_EXCERPT PROVIDED_
----------------

KENNETH FREED served twelve seasons as Music Director of Minnesota’s Mankato Symphony Orchestra. He was also an Assistant Conductor of The Minnesota Orchestra, where he led performances on its Family and Young People’s concert series. He has conducted the Orlando Philharmonic Orchestra, Duluth Superior, Fargo-Moorhead and San Juan symphony orchestras and the Mankato Ballet Company. For more than a decade, he was a conductor at Greenwood Music Camp in Cummington, Massachusetts and also served as Music Director of Minnesota’s Kenwood Symphony Orchestra. Mr. Freed’s current season includes performances with Vietnam’s Auftdart Philharmonic Orchestra.

Kenneth Freed is well regarded as an orchestra builder, skilled in external relations and community and artistic collaboration. During his tenure in Mankato, ticket sales and fundraising reached new highs, as has state support for the orchestra. In 2010, the orchestra became a partner in an unprecedented $67,000 grant from the Minnesota State Arts Board to create and launch the Dakota Music Tour, a free public concert series, engaging the state’s Dakota communities through concerts by merging American Indian and Western classical music. A 2012 grant of $10,000 from the National Endowment for the Arts helped support the special presentation, Deconstructing Don Quixote; another $10,000 grant in 2018 made possible an “Inside Out” concert, during which first-time concertgoers sat among the orchestra members for an up-close experience of music-making. In 2019, he secured a transformational bequest of $500,000. While leading the Kenwood Symphony, Mr. Freed grew the ensemble from a chamber orchestra to a full symphony orchestra and developed an education program including school partnerships that continue to this day.

After attending The Juilliard School’s Pre-College Division, Kenneth Freed received a Bachelor of Arts in English Literature from Yale College, as well as a Master of Music Performance from the Yale School of Music. He began conducting while at Yale, and attended the National Symphony Orchestra’s Conductor’s Institute, headed by Leonard Slatkin, at the John F. Kennedy Center for the Performing Arts in Washington, DC. Mr. Freed also participated in conducting courses taught by the renowned Finnish maestro, Jorma Panula.

In addition to his active conducting schedule, Kenneth Freed has been a violist with The Minnesota Orchestra since 1998. He founded and served for ten years as President of the Learning Through Music Consulting Group to improve educational results. Before coming to Minnesota, he was a regular substitute violist for the New York Philharmonic and a five-year member of the Manhattan String Quartet, with whom he recorded and toured internationally. He also played second violin with the Rosalyra String Quartet, and has recorded and toured with that ensemble, winning a prestigious McKnight Artist Fellowship.

----------------

_DATASET_
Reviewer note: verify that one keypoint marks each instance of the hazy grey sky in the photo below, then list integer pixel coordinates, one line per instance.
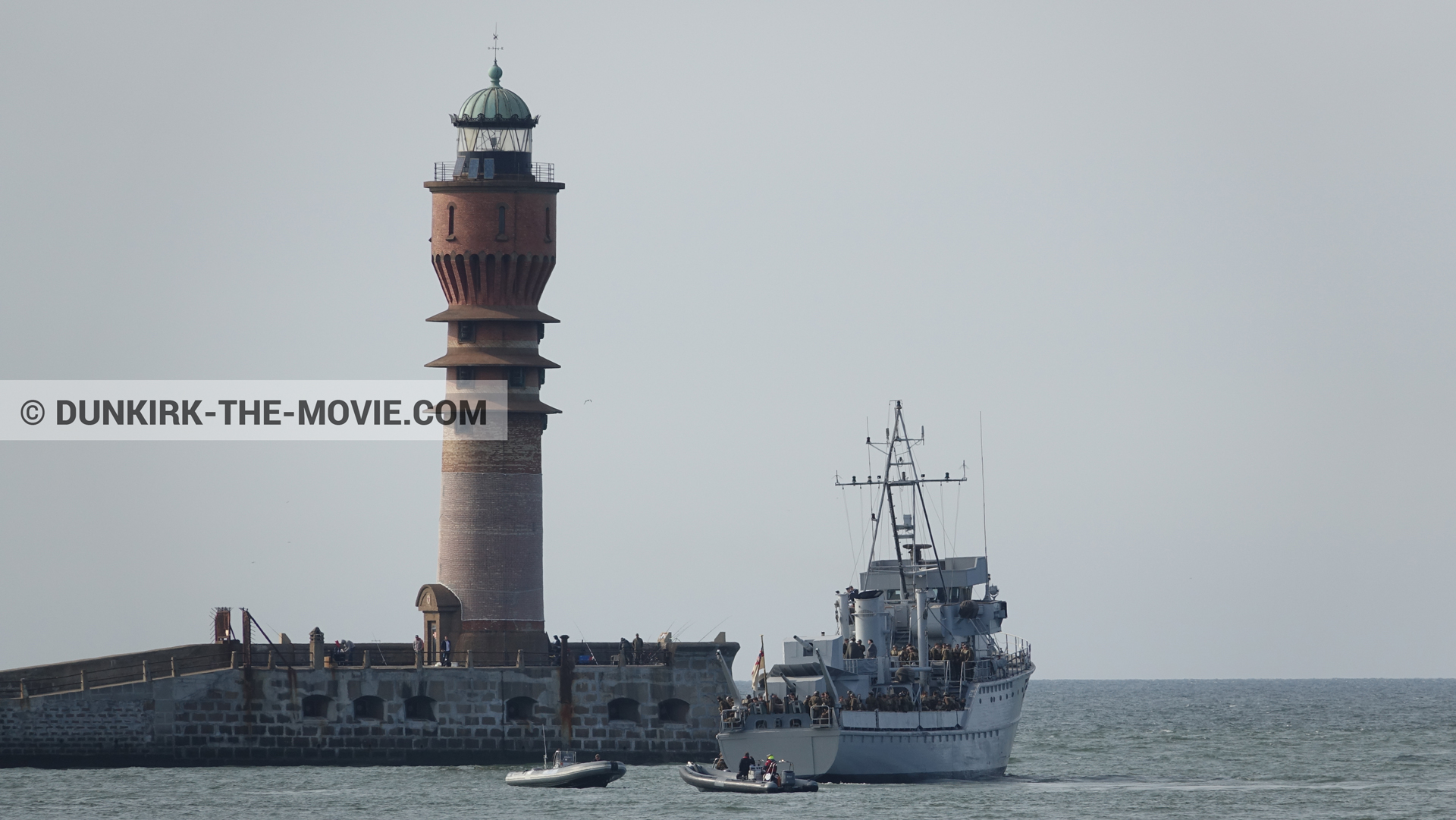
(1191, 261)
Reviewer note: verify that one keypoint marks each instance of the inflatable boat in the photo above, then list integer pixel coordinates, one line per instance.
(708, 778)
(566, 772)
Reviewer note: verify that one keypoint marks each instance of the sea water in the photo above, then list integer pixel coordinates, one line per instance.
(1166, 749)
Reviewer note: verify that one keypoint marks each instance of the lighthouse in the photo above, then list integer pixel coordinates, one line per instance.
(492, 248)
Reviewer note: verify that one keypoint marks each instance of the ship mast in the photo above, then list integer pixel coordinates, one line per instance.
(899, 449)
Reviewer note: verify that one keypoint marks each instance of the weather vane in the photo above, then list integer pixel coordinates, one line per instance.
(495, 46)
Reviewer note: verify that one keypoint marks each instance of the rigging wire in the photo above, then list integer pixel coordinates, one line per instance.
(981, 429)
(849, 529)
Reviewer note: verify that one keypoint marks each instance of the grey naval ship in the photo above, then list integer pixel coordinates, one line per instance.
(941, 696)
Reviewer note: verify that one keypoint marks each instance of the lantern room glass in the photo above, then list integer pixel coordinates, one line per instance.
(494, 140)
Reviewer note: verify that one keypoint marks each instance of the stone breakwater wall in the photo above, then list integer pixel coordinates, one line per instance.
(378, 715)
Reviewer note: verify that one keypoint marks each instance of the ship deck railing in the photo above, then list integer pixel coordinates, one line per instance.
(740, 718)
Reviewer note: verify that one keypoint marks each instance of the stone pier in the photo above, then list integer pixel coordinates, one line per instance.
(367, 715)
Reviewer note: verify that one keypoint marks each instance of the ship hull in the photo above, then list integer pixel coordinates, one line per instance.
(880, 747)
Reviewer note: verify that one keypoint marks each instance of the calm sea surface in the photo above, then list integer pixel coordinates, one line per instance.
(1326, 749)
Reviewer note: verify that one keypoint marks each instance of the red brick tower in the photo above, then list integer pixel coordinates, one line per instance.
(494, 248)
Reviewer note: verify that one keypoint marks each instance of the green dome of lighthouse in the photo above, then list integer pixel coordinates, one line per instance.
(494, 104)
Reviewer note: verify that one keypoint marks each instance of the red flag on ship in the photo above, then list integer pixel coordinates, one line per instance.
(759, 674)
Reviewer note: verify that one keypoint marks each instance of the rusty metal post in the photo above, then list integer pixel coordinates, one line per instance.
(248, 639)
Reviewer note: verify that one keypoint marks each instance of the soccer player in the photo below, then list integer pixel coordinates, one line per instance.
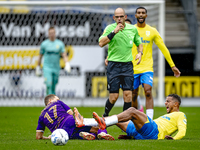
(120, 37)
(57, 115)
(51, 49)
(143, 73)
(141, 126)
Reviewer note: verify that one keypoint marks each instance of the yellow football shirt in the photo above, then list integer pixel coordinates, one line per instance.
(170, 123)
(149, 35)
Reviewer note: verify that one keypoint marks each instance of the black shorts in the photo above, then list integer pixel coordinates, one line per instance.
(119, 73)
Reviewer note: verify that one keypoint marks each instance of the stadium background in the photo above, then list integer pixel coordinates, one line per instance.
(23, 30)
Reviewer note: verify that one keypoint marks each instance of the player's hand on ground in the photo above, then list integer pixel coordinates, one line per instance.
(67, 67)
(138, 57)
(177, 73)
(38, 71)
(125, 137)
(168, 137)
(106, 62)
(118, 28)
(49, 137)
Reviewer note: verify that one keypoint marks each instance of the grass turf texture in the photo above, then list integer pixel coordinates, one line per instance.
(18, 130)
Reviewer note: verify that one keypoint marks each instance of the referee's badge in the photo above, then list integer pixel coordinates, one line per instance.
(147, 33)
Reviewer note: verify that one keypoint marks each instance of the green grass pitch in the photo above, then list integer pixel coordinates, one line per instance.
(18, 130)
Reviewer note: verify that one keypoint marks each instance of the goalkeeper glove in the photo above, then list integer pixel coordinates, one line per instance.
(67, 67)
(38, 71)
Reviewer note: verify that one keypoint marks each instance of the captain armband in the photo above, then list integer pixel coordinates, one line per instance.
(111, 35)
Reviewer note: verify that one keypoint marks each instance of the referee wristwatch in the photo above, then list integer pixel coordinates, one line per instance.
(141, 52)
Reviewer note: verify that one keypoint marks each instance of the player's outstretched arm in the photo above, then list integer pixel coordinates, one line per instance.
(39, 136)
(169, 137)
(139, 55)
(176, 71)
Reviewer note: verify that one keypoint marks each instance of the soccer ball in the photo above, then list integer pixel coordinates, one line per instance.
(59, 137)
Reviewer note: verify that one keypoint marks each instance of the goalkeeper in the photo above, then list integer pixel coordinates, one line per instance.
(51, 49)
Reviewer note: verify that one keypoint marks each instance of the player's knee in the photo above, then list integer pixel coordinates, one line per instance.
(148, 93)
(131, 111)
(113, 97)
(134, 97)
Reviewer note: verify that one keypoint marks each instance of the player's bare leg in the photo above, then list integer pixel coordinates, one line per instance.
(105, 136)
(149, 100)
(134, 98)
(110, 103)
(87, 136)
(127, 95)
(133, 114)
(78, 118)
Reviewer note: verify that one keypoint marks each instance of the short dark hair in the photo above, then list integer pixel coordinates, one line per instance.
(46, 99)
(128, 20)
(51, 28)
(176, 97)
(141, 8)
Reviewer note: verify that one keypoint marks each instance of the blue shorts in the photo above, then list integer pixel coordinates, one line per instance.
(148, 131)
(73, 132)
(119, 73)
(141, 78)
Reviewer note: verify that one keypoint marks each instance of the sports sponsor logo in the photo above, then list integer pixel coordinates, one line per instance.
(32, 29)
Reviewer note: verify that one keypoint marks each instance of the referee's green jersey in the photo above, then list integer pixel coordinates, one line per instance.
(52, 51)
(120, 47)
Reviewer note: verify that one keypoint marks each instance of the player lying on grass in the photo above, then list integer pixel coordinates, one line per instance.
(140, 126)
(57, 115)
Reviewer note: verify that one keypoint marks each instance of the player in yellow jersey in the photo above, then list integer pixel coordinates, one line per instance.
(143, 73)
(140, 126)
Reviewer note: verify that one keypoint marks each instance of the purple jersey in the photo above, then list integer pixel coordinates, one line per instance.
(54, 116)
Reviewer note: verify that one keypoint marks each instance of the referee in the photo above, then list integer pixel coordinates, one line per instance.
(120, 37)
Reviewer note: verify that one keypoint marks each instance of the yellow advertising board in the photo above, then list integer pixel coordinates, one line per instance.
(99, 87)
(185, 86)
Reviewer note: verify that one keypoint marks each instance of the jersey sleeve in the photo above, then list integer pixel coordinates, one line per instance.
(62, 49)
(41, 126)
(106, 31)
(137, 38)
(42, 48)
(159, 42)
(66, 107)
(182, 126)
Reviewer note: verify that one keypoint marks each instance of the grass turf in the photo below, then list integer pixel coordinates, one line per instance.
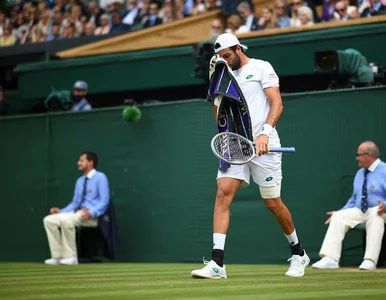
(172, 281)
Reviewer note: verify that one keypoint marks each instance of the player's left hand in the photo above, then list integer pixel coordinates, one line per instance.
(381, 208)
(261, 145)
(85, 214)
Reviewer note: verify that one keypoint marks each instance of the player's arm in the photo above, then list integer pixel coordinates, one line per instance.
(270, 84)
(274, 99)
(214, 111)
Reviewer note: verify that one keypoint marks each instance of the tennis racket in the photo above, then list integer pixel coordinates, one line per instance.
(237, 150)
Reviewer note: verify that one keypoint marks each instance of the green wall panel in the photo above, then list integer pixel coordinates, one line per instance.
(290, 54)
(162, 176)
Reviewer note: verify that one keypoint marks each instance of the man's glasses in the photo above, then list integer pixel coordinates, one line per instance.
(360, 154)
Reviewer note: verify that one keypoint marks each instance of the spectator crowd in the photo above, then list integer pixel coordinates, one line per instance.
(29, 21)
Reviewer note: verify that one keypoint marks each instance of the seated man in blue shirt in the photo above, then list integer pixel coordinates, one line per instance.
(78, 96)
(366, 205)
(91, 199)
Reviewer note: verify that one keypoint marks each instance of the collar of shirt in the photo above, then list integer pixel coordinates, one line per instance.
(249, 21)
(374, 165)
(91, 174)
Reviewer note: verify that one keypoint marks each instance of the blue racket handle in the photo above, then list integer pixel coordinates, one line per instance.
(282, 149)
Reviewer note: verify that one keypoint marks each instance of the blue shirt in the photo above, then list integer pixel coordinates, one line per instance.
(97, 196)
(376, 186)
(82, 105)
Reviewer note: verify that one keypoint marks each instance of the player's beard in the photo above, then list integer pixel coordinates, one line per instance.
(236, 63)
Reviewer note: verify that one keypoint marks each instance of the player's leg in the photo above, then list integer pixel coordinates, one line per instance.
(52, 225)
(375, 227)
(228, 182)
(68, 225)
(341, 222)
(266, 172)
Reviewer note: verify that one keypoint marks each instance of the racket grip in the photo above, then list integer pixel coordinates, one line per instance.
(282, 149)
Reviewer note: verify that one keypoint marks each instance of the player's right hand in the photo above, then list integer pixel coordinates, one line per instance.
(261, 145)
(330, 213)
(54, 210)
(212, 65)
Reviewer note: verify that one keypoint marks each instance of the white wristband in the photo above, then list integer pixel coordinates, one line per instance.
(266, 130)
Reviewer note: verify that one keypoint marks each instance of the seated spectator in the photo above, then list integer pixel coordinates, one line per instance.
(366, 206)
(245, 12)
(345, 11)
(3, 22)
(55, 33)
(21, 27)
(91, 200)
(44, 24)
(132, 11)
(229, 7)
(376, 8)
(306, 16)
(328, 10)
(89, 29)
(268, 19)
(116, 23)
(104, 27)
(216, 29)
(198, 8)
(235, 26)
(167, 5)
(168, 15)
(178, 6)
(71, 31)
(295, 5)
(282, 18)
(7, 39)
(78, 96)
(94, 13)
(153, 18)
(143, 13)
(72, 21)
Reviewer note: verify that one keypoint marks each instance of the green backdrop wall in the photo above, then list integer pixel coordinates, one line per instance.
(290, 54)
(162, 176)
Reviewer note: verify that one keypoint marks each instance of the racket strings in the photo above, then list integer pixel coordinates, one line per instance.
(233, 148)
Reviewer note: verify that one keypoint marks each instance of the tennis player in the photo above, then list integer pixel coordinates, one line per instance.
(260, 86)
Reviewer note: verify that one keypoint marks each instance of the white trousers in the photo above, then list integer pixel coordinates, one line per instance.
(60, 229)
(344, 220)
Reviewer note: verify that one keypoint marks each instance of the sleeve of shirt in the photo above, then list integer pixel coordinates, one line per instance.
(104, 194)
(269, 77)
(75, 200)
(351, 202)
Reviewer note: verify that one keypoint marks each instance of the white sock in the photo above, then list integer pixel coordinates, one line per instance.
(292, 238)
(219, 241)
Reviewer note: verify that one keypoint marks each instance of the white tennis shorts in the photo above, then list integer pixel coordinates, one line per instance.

----------------

_REQUIRED TASK A_
In the biography of Kenneth Freed, the sentence beginning "He has conducted" lists several ensembles. Give every ensemble it names.
_REQUIRED TASK B_
Write the next part of the biography of Kenneth Freed, starting after its final sentence.

_RESPONSE A_
- Orlando Philharmonic Orchestra
- Duluth Superior Symphony Orchestra
- Fargo-Moorhead Symphony Orchestra
- San Juan Symphony Orchestra
- Mankato Ballet Company

_RESPONSE B_
Kenneth Freed is a winner of a 2011-12 Yale School of Music alumniVentures award for assisting English Language Learners in Mankato through music, a project that is a collaboration between the Mankato Symphony Orchestra and the Mankato School District using music to find a solution to the achievement gap between native English speakers and English Language Learners at the elementary school level.

www.kennethfreed.net

‘Kings of Soul’ was a huge success! Kenneth Freed’s engagement and enthusiasm were contagious among soloists, orchestra and audience. I heard nothing but great feedback from those who worked with him as he showed great leadership, technical skills and artistic excellence.

Eric Jacobsen, Music Director
Orlando Philharmonic Orchestra
January, 2022

Kenneth Freed stepped in on three hours’ notice to conduct a sold-out performance with The Minnesota Orchestra and Indigo Girls. We are fortunate to be able to rely on Ken for his skills as both a string player and a conductor, and I’m grateful to him as a colleague and friend for delivering a wonderful, enthusiastically received performance for our audience.

Grant Meachum
Director, Live at Orchestra Hall
The Minnesota Orchestra
July 5, 2022

1/15/2022 (3:30&7:30pm)

ORLANDO PHILHARMONIC ORCHESTRA (FL)

Calvary Orlando (Winter Park)

“Kings of Soul”

6/25/2022 (8pm)

THE MINNESOTA ORCHESTRA

Orchestra Hall (Minneapolis)

Pops: Indigo Girls

12/10/2022 (7pm)
12/11/2022 (7pm)

AUFTDART PHILHARMONIC ORCHESTRA (Vietnam)

Ho Chi Minh City Conservatory of Music Concert Hall

PBS NEWS HOUR: Minneapolis chamber group performs music written by Polish prisoners at Auschwitz
January 29, 2024

Dvorák: Carnival Overture, Op. 92
musicians of The Minnesota Orchestra
September, 2013

Beethoven: Symphony #5 in c, Op. 67 (mvt. I: Allegro con brio)
musicians of The Minnesota Orchestra
September, 2013

Williams: Star Wars
musicians of The Minnesota Orchestra
September, 2013

Debussy: Prélude à l’après-midi d’un faune
Mankato Symphony Orchestra
May 1, 2016

Franck: Symphony in d (mvt. I: Lento; Allegro ma non troppo)
Mankato Symphony Orchestra
May 1, 2016

Mankato Symphony Orchestra
Pops Concert with The New Standards
February 16, 2019

Dakota Music Tour

Mankato Symphony Orchestra
Cochise Anderson, master of ceremonies
Brent Michael Davids, composer
Maza Kute Singers
Manny Laureano, trumpeter
June, 2011

https://youtu.be/-_xJvJeH1Pw

 

Native American Orchestral Music?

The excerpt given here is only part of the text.